#### What you will do:
Each line in the records below that has the word "giving" should be copied.

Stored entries
= = =

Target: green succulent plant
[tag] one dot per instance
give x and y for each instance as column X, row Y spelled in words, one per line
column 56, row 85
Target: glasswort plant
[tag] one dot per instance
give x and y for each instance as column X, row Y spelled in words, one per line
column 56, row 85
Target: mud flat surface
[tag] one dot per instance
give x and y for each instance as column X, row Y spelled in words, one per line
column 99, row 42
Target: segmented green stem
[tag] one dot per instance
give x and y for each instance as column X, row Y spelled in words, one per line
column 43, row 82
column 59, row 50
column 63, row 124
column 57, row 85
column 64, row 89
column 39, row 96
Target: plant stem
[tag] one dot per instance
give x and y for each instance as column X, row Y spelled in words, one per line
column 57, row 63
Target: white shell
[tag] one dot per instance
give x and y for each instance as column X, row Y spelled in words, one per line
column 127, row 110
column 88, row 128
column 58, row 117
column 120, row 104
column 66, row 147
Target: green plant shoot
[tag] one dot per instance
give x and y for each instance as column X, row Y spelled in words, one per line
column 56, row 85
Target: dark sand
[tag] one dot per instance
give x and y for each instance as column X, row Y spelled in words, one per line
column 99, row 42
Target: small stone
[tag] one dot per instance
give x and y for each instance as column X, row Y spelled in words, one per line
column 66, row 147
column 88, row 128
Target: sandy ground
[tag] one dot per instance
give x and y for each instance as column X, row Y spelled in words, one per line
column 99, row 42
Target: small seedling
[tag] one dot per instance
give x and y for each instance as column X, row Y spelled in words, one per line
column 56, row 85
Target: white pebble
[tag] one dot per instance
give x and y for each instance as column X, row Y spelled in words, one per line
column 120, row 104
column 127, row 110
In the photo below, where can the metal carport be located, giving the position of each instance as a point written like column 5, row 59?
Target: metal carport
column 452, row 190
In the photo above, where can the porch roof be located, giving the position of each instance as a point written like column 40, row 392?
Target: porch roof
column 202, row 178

= = =

#### Exercise answer:
In the photo below, where can the metal carport be located, giving the position of each instance as a point written like column 5, row 59?
In the photo above, where can the porch roof be located, giving the position of each instance as a point written like column 40, row 392?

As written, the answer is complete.